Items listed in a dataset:
● ● ●

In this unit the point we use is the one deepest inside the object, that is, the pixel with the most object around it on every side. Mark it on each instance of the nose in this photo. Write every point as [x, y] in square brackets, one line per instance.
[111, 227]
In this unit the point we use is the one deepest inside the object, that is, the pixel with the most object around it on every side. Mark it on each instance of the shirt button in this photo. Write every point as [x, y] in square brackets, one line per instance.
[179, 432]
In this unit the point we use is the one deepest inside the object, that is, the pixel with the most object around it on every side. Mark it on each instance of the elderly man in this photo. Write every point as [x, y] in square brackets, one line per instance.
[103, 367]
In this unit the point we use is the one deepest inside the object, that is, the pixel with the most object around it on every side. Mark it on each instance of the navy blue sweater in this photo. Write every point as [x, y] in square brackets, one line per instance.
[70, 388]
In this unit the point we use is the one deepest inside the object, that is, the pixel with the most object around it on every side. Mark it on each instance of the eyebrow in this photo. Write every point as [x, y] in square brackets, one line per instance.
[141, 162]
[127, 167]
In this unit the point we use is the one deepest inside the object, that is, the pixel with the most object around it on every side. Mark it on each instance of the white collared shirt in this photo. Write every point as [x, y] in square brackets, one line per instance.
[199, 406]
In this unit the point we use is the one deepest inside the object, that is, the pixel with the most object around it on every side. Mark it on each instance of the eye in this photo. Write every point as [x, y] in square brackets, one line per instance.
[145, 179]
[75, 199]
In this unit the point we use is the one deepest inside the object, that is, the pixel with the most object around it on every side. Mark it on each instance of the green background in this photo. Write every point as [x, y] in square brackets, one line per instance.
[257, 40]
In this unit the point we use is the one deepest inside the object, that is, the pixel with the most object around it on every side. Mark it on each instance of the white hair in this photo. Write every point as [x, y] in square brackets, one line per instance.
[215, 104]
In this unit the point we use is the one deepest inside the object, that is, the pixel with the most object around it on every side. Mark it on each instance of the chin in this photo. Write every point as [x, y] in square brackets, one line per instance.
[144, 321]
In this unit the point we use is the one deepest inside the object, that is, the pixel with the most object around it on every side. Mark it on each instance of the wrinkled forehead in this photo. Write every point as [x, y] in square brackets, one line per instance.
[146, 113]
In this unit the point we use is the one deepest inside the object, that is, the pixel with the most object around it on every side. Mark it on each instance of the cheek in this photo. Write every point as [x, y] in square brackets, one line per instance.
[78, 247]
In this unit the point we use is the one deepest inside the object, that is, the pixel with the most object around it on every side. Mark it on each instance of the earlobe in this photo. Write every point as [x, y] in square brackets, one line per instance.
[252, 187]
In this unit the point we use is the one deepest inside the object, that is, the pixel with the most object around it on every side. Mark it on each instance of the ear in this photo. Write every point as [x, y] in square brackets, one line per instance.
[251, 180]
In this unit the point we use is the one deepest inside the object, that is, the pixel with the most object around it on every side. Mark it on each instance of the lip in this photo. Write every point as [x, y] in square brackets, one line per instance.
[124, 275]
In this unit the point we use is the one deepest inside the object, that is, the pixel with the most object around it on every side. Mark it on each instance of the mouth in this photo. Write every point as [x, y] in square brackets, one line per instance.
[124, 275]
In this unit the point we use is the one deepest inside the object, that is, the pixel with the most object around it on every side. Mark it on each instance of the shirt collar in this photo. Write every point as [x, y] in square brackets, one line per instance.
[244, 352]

● ● ●

# YOUR OBJECTIVE
Word for word, set down all of the records above.

# RESPONSE AREA
In this unit the point we use is the one deepest inside the object, that is, the pixel with the most object around it on every side. Mark it on each instance of the nose in this photo. Write every point as [x, y] in square brackets, one line per instance.
[111, 227]
In this unit the point we use is the one deepest inside the object, that is, the pixel with the most object around it on every side. Mark it on each instance of the shirt button in this photo. Write every point as [x, y] in square brackets, one line per instance.
[179, 432]
In this unit the point we use is the one deepest inside the object, that is, the pixel with the most object around it on every side. Mark it on each instance of the elderly man in this photo. Write every point as [x, y] in square brackets, one line per instance.
[103, 367]
In this unit the point we use is the one deepest inside the object, that is, the pixel with the most object around it on every side. Mark it on each instance of the navy blue sweater in this photo. Write every point as [x, y] in square brackets, one line per instance.
[70, 388]
In this unit the point we use is the one deepest inside the object, that is, the pixel with the most object around it on every side. Mark it on each instance of the eyebrow in this photo. Write every point as [x, y] in square brackets, one line per instance.
[141, 162]
[127, 167]
In this unit the point we use is the one deepest inside the object, that is, the pixel with the most object around it on every side. Mark it on each instance of the white collared shirt in this photo. Write every point as [x, y] in square brackets, one line per instance.
[199, 406]
In this unit the point we use is the one deepest inside the object, that is, the pixel with the most object around it on every side. Mark it on each instance of the eye in this photo. Write every point as [x, y] in square brackets, one line per instance.
[145, 179]
[75, 199]
In this unit the point we use is the one deepest inside the object, that is, the pixel with the most object around it on every side. Mark it on each instance of the green background in this photo. Write every point as [x, y] in square brackets, one line per instance.
[257, 40]
In this unit the point we use is the one deepest inside the object, that is, the pixel with the most object around it on every side. Mark it on each instance of the white hair in this photo. Write every point as [x, y] in square brackets, one line per instance.
[215, 104]
In this unit the point we use is the one deepest inside the object, that is, the pixel with the most object around it on every side. Mark it on each instance of the chin in this photo. Write every point as [x, y] in square brackets, one line per instance.
[144, 321]
In this unit the point we use is the one deepest inside the object, that is, the pixel with the most object around it on every side. Mark it on each instance of the wrinkled forehead in this photo. Write every point as [x, y] in square brackets, one line per instance.
[146, 113]
In this unit the point we use is the one deepest inside the object, that is, the pixel with the most object around it on every side. Mark it on each instance of the cheek in this photo. Write every point as [x, y] in square brackets, one line per instance.
[78, 247]
In this unit the point we use is the one deepest inside the object, that is, the pixel with the most object around it on every side. Mark it on each instance of the earlobe in this photo. Write every point as [x, y] in square brackets, one line per instance.
[252, 187]
In this unit the point we use is the one deepest inside the object, that is, the pixel with the most object around it on every side. Mark it on each instance of the ear in this photo. Write every point as [x, y] in square brackets, one line per instance.
[251, 180]
In this unit the point we use is the one deepest inside the object, that is, the pixel with the most object around it on every side. Mark it on each instance of the lip in this photo. Write every point as [x, y] in square brackets, one line per instance.
[124, 275]
In this unit the point we use is the one deepest inside the object, that is, the pixel with the most object around it on every side. Mark it on each instance of the mouth in this photo. Write every point as [x, y] in square brackets, one line per instance.
[124, 275]
In this unit the point we use is the one deepest inside the object, that is, the pixel with the most object around it on every side. Mark it on each instance of the shirt collar in this photo. Write every point as [x, y] in square brackets, one line per instance.
[244, 352]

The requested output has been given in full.